▸ CHECK YOUR UNDERSTANDING:
1: Check each of these statements against the guide on packaging research data for sharing, and answer yes or no for each, quoting the words that settle it. (a) Openly accessible datasets are used more often than restricted ones. (b) Sharing the entire dataset is the most efficient choice when only one work from the study will be published. (c) The summary file should name the software used for analyses along with its version number.
2: Pick up the guide on packaging research data for sharing after its last sentence and keep writing it.

▸ SELECTED TEXT:
Packaging Your Data for Success¶
Introduction¶
This documentation describes general principles for sharing data with the research community in a manner consistent with NIH's 2023 Data Management and Sharing Policy, and with additional HEAL program requirements1. These principles should apply to nearly all HEAL-compliant repositories, enabling you to submit the resulting files directly to a repository.
Why align with requirements to manage and share your data?:
- NIH and HEAL requirements make data Findable, Accessible, Interoperable, Reusable (FAIR).2
- Following good data sharing practices can make your lab more efficient by helping you to organize and document your data, reducing the chance of errors, and making individual and collaborative work with colleagues easy and organized; and
- Identifying and learning to use the right technologies greatly reduces data management and sharing burdens.
To help you get started, we have identified minimal requirements and optional best practices to increase scientific and analytic value to your datasets.
Data Packaging: What to Share and When¶
The 2023 NIH policy defines scientific data that must be shared as "the recorded factual material commonly accepted in the scientific community as of sufficient quality to validate and replicate research findings." This definition ties data sharing directly to your own analytic work (i.e., the data you share should permit someone to replicate your results) and includes not only data but other materials necessary for replication such as analysis code.
If access to the full data must be restricted to protect confidentiality, consider creating another version containing only a subset of the data that can be shared openly. It is well established that openly accessible datasets are used much more frequently than restricted datasets.
What is your data sharing goal?:
- Replicating published analyses: sharing all (and only) the data needed to replicate findings in a specific published work (e.g., paper, poster, report); this may be a subset of data that are generated over the course of the study.
- Dataset sharing: sharing the entire dataset that is generated over the course of a study; this option is the most efficient way to share data when multiple works associated with the study will be published.
With your data sharing goal/scope in mind, consider the below information for sharing data.
Required items:
These items are required to enable others to understand and use your shared data.
- Summary/Info file: e.g., a README that identifies each file included in the shared dataset and a brief description of what it contains, software used to conduct analyses (incl. version number)
- Variable-level metadata: One or more files that collectively represent a list of all variables included in the dataset, including the variable title, variable description, and measurement units (if not labeled elsewhere).

▸ SUPPLIED MATERIAL:

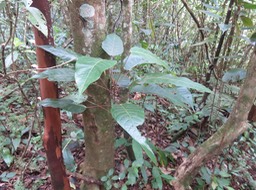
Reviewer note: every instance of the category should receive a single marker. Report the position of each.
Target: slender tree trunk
(235, 126)
(88, 32)
(52, 124)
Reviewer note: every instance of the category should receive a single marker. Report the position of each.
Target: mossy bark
(236, 125)
(88, 34)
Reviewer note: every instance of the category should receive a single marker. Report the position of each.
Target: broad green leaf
(224, 27)
(159, 78)
(253, 37)
(59, 75)
(38, 20)
(157, 177)
(129, 116)
(139, 56)
(11, 58)
(132, 61)
(89, 69)
(234, 75)
(77, 98)
(137, 150)
(173, 95)
(59, 52)
(16, 143)
(64, 103)
(113, 45)
(27, 2)
(249, 5)
(247, 21)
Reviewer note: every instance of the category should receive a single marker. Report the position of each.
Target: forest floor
(32, 173)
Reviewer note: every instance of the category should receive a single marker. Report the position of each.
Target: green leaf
(64, 103)
(59, 75)
(89, 69)
(59, 52)
(253, 37)
(249, 5)
(172, 95)
(38, 20)
(212, 14)
(224, 27)
(69, 160)
(113, 45)
(234, 75)
(137, 150)
(246, 21)
(159, 78)
(139, 56)
(7, 156)
(129, 116)
(16, 143)
(27, 2)
(11, 58)
(158, 178)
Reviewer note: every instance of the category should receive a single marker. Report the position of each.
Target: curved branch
(199, 28)
(236, 125)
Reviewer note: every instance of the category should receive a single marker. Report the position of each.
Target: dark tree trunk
(236, 125)
(88, 34)
(52, 123)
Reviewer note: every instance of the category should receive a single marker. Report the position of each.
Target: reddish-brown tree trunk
(52, 123)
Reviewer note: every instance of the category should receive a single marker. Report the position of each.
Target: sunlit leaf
(64, 103)
(38, 20)
(224, 27)
(234, 75)
(89, 69)
(159, 78)
(140, 56)
(172, 94)
(246, 21)
(59, 52)
(11, 58)
(60, 75)
(129, 116)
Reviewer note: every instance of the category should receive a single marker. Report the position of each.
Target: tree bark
(88, 33)
(52, 124)
(235, 126)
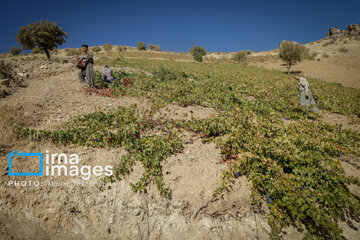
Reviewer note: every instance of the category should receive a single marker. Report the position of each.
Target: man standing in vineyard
(88, 71)
(306, 97)
(107, 74)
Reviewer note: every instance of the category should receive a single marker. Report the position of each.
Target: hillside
(212, 150)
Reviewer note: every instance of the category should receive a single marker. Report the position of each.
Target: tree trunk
(47, 53)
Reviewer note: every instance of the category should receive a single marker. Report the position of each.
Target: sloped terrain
(194, 118)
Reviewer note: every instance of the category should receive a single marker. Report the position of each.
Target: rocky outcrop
(351, 30)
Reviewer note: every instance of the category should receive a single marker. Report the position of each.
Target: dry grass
(333, 63)
(148, 54)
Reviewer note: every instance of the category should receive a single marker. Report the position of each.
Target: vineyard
(294, 167)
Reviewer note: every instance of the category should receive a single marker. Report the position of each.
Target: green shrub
(239, 56)
(96, 49)
(107, 47)
(35, 50)
(15, 51)
(154, 47)
(197, 52)
(121, 48)
(343, 49)
(291, 53)
(141, 46)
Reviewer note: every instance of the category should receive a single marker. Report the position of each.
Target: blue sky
(178, 25)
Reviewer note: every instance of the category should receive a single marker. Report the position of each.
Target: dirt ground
(333, 65)
(76, 209)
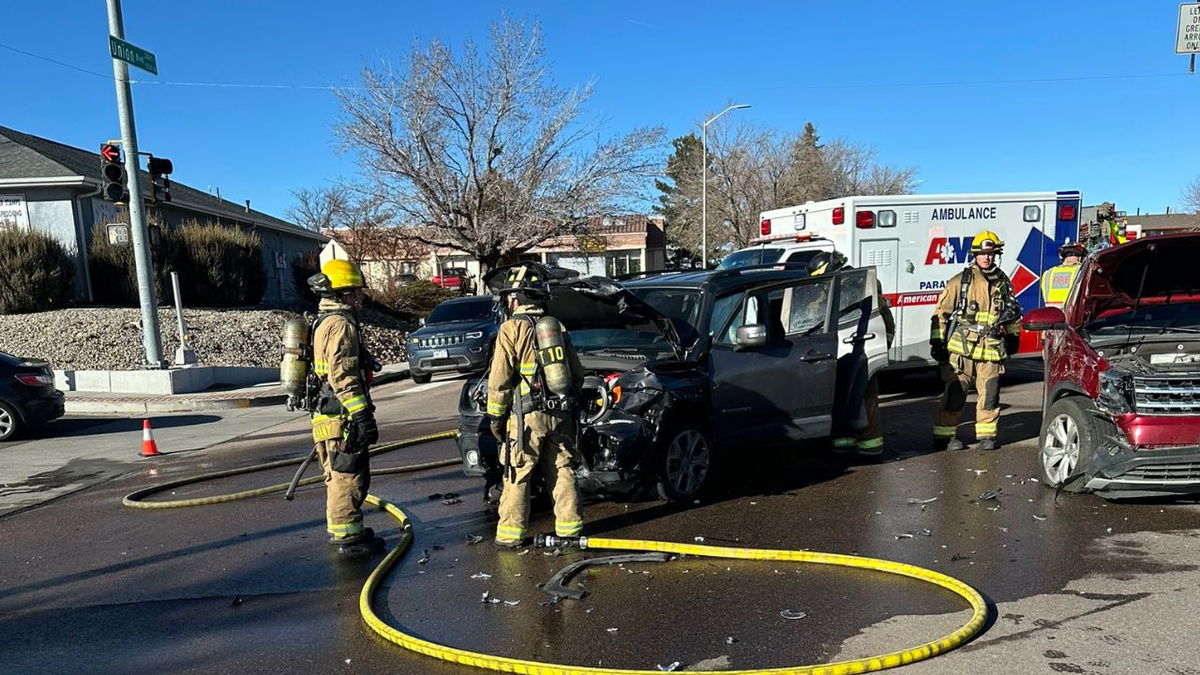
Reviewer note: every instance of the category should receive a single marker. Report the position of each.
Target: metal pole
(142, 260)
(703, 197)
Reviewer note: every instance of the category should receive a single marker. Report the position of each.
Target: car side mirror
(750, 335)
(1044, 318)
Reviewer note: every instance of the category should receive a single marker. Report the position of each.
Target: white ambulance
(918, 242)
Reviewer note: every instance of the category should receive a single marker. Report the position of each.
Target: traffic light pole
(138, 232)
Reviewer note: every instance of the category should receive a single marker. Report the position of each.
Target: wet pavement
(85, 581)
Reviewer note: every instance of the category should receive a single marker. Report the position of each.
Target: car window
(747, 314)
(799, 309)
(721, 310)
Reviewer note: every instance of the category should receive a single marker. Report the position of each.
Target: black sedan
(28, 398)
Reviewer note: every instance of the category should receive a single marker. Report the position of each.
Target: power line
(57, 61)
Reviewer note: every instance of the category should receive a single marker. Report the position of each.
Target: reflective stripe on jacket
(978, 335)
(336, 360)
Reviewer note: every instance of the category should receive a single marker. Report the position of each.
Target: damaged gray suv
(685, 369)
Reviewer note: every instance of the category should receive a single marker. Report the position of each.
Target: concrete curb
(190, 402)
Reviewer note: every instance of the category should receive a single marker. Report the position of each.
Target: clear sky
(982, 97)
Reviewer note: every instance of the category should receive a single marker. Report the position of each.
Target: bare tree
(319, 209)
(1192, 196)
(481, 153)
(751, 169)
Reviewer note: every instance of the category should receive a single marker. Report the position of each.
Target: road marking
(427, 386)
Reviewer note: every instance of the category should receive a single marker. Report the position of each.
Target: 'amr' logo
(948, 250)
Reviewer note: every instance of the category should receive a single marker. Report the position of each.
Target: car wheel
(685, 464)
(1069, 435)
(10, 422)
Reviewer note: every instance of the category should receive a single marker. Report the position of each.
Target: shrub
(219, 266)
(301, 269)
(113, 274)
(40, 272)
(415, 298)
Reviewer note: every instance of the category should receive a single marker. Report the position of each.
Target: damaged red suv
(1121, 413)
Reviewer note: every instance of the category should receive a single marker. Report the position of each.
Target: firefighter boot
(358, 545)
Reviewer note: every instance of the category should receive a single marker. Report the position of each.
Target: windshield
(472, 310)
(762, 255)
(1180, 317)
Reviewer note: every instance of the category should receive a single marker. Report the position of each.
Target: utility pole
(138, 233)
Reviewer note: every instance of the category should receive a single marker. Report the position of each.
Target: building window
(623, 262)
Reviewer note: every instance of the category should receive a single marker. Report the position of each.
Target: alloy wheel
(1060, 448)
(688, 460)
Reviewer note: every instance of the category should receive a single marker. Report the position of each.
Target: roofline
(46, 181)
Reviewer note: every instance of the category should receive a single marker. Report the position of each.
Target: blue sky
(981, 97)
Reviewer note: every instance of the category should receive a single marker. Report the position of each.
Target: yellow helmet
(987, 242)
(337, 275)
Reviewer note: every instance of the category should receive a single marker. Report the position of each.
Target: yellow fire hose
(478, 659)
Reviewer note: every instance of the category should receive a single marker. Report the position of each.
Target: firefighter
(343, 426)
(862, 429)
(537, 423)
(975, 328)
(1056, 281)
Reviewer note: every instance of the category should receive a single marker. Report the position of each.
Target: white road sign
(1187, 40)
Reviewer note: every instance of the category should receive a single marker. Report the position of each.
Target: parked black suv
(28, 396)
(684, 368)
(456, 338)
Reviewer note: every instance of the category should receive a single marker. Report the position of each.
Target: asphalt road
(1079, 585)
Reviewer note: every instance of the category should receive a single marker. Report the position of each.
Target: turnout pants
(345, 490)
(981, 376)
(546, 446)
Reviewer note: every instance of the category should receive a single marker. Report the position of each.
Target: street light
(703, 183)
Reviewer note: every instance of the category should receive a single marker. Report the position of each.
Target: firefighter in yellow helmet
(1056, 281)
(975, 328)
(532, 424)
(857, 426)
(343, 426)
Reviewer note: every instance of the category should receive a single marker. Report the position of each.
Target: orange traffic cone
(149, 448)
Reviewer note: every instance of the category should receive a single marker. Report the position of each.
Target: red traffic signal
(111, 153)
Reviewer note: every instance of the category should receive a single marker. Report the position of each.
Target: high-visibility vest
(1056, 284)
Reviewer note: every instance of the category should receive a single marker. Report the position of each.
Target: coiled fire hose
(505, 664)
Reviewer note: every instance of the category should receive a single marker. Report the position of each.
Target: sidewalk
(267, 394)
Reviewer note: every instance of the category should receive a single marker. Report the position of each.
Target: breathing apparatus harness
(1007, 308)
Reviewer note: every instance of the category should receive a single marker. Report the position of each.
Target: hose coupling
(556, 542)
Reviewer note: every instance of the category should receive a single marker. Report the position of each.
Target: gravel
(111, 338)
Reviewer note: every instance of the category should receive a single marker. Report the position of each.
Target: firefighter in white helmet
(975, 329)
(532, 400)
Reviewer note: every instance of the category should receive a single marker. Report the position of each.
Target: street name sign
(132, 54)
(1187, 40)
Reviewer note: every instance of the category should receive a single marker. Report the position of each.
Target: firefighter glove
(499, 426)
(1012, 344)
(937, 350)
(367, 431)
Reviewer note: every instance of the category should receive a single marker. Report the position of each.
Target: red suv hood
(1168, 263)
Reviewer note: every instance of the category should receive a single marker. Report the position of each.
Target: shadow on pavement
(87, 425)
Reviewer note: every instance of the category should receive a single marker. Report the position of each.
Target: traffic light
(112, 171)
(159, 169)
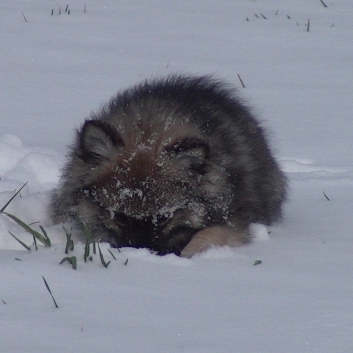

▸ RESPONSES:
1:
(a) Yes: "It is well established that openly accessible datasets are used much more frequently than restricted datasets."
(b) No: "this option is the most efficient way to share data when multiple works associated with the study will be published."
(c) Yes: "software used to conduct analyses (incl. version number)"

2:
- Data file(s): These can be the raw data files or the analytic dataset. It is best practice to share the data in a non-proprietary format when possible (e.g., as a .csv file instead of .xls)
Example of a high-quality dataset accompanied by sufficient information to access and replicate published findings: NIDA-CTN-0095A2: Reducing Stigma toward People with Opioid Use Disorder among Primary Care Clinicians at NIDA Data Share
Best Practices - A Little More Goes a Long Way:
The following steps can add substantial scientific and analytic value.
- Combine data and metadata files into a data package—a specially organized folder containing one or more data files and corresponding JSON- or YAML-formatted metadata files. Data packages make it easy to validate data, to transform data, to read data into analytic software packages, and to share data.
- Include protocol(s) for executing the study, including procedures for collecting and managing the data (e.g., data cleaning and curation, QC, etc.).
- Include additional variable-level metadata, such as links to the source of specific items (e.g., Common Data Element (CDE) repository, NIH's PhenX Toolkit, or a specific measurement instrument).
- Include pipelines to validate skip patterns (e.g., instances where a specific item is skipped based on responses to a previous item) or other assertions about the data.
- Include code to perform specific data transformations (e.g., generate derived variables or reorganize data to facilitate a specific analysis).
- Include code that may be executed to translate the CSV file(s) and corresponding metadata into other commonly used formats such as Stata, R, SAS, Pandas/Python, etc.
- Include persistent identifiers (e.g., DOIs) to publication(s) generated from the data
Helpful Tips¶
A FAIR data package contains both the study files you intend to share and sufficient context for secondary users to understand and make use of the included files. As described above, this context may include protocols, data collection instruments, code for manipulating or analyzing the data, discipline-specific metadata files describing the data, and/or additional documentation.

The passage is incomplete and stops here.